EXERCISE TEXT.
···

Snacking on pizza that’s been sitting on the counter for hours can make you sick. Resist the temptation to finish off foods that you failed to put away after mealtime, says Vicky Cora, GI Nutrition Support Dietitian.
“Food-borne illnesses are caused by different bacteria: salmonella in chicken and poultry, E. coli in vegetables and beef, and trichinosis in pork. The bacteria can tend to survive and multiply in the danger zone of 40 to 140 degrees or when food is left out more than two hours,” Ms. Cora says.
“Depending on your immunity, if you eat foods that are spoiled, you can be really ill, requiring hospitalization, or you can fight it off. Very often, you have a little stomachache after lunch or in the evening, and it’s food-borne illness you didn’t even know you had,” Ms. Cora explains.
Symptoms of food-borne illness include nausea, vomiting, diarrhea, and fever. Millions of cases of food-borne illness occur each year and can often be prevented with proper food storage.
Here, Ms. Cora offers some guidelines for saving your leftovers safely.
“One of the most important rules is the Two-Hour Rule. Don’t leave food out for more than two hours. If you’ve left it out and forgotten about it—and it’s been longer than two hours—throw it away. Bacteria have grown. It’s too late,” Ms. Cora cautions.
Not only is it important that you place cooked foods into the refrigerator within two hours, but your refrigerator also needs to be very cold. Because bacteria reproduce quickly between 40 and 140 degrees, sometimes doubling in 20 minutes, the USDA Food Safety and Inspection Service recommends that your refrigerator be set below 40 degrees to prevent bacteria from growing.
Another area of concern, Ms. Cora says, is in cooling hot foods before they’re put away. Often people will leave them on the counter to cool. Ms. Cora says that’s an unsafe plan. “Say, for example, you have a large pot of hot soup. To cool it down correctly, divide it into smaller containers so it cools down evenly and then place those in the fridge,” Ms. Cora suggests.
Ms. Cora advises, however, that it’s better to store excess food in the freezer than in the refrigerator. Food can be stored a long time in the freezer, whereas “you should save most food for only two days in the refrigerator. If you’ve left it longer than two days in the fridge, throw it away. Bacteria can grow in the fridge, too. There’s risk of bacteria even with the lower temperature over time. You may as well freeze it.”
The USDA Food Safety and Inspection Service says freezing at 0 degrees keeps food safe indefinitely; however, some loss of quality in flavor or texture may occur with long freezing times.
Defrosting foods also causes problems. “Defrosting on the counter is bad. You’ll have part of the food still frozen on the inside, while the outside will be room temperature and spoiled. Instead, defrost food in the fridge or the microwave or under running water,” Ms. Cora recommends.
“The most important thing of all, of course, is to wash your hands well,” Ms. Cora advises. “Under warm water, use soap, lather up, and dry with paper towels. That way, if something is contaminated, you are not spreading the bacteria to other food items.”
So if you’re hungry for a midnight snack, be safe and reach into the fridge for a slice of pizza that’s been properly cooled down, packed up and put away.

···

SUPPLIED DATA.
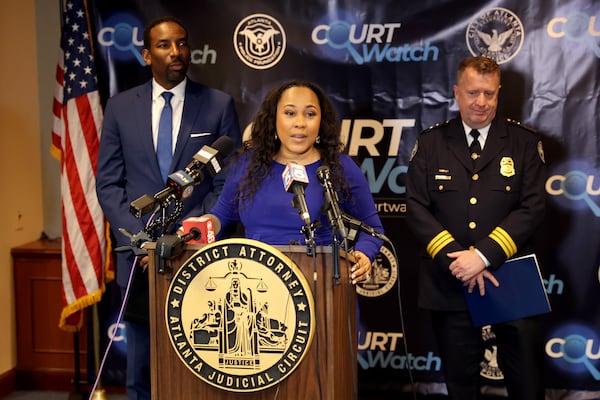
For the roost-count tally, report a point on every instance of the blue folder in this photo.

···

WORK TO COMPLETE.
a. In the leftovers article above, copy everything from "Symptoms of food-borne" down to "Ms. Cora cautions.", word for word.
b. Answer these questions using the leftovers article above, one answer per line:
(i) What temperature range does Ms. Cora call the danger zone?
(ii) According to Ms. Cora, how long should most food be saved in the refrigerator?
(iii) At what temperature does the USDA Food Safety and Inspection Service say freezing keeps food safe indefinitely?

SOLVED TASKS.
a.
Symptoms of food-borne illness include nausea, vomiting, diarrhea, and fever. Millions of cases of food-borne illness occur each year and can often be prevented with proper food storage.
Here, Ms. Cora offers some guidelines for saving your leftovers safely.
“One of the most important rules is the Two-Hour Rule. Don’t leave food out for more than two hours. If you’ve left it out and forgotten about it—and it’s been longer than two hours—throw it away. Bacteria have grown. It’s too late,” Ms. Cora cautions.

b.
(i) 40 to 140 degrees
(ii) Two days
(iii) 0 degrees